— Start Exercise input —

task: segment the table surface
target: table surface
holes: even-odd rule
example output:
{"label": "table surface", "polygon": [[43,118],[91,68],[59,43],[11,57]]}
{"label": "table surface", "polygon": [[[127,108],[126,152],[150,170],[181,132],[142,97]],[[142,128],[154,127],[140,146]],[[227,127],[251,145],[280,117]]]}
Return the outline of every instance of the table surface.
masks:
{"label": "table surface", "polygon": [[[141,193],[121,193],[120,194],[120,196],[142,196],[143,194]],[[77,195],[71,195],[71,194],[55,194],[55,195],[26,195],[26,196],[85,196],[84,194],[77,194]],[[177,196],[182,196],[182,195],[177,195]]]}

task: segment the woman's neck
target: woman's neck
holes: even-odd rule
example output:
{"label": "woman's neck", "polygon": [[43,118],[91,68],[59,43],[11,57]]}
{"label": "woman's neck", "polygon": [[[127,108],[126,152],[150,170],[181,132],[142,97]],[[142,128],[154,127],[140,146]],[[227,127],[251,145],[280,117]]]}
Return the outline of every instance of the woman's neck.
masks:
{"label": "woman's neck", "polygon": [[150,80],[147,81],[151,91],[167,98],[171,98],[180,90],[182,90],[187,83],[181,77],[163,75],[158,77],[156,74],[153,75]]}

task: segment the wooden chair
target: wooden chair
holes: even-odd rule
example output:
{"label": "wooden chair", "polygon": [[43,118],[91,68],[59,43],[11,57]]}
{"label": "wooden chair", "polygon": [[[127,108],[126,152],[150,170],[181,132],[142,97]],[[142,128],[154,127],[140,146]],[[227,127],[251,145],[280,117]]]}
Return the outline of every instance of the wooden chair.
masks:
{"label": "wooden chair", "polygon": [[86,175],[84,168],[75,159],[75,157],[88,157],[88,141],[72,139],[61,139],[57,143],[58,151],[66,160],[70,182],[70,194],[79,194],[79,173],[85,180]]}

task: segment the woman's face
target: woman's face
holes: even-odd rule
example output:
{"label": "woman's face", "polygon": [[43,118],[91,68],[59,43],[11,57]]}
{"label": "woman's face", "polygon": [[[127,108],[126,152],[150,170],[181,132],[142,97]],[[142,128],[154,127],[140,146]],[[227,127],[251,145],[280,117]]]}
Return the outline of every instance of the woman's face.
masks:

— End Exercise input —

What are the lines from the one with "task: segment the woman's face" through the last line of the records above? Quote them exactly and add nothing.

* **Final result**
task: segment the woman's face
target: woman's face
holes: even-odd rule
example output:
{"label": "woman's face", "polygon": [[43,118],[91,68],[59,43],[11,57]]}
{"label": "woman's face", "polygon": [[[127,108],[126,152],[150,170],[181,132],[142,97]],[[142,128],[154,127],[140,146]],[[227,127],[251,145],[280,117]]]}
Return the outline of every instance of the woman's face.
masks:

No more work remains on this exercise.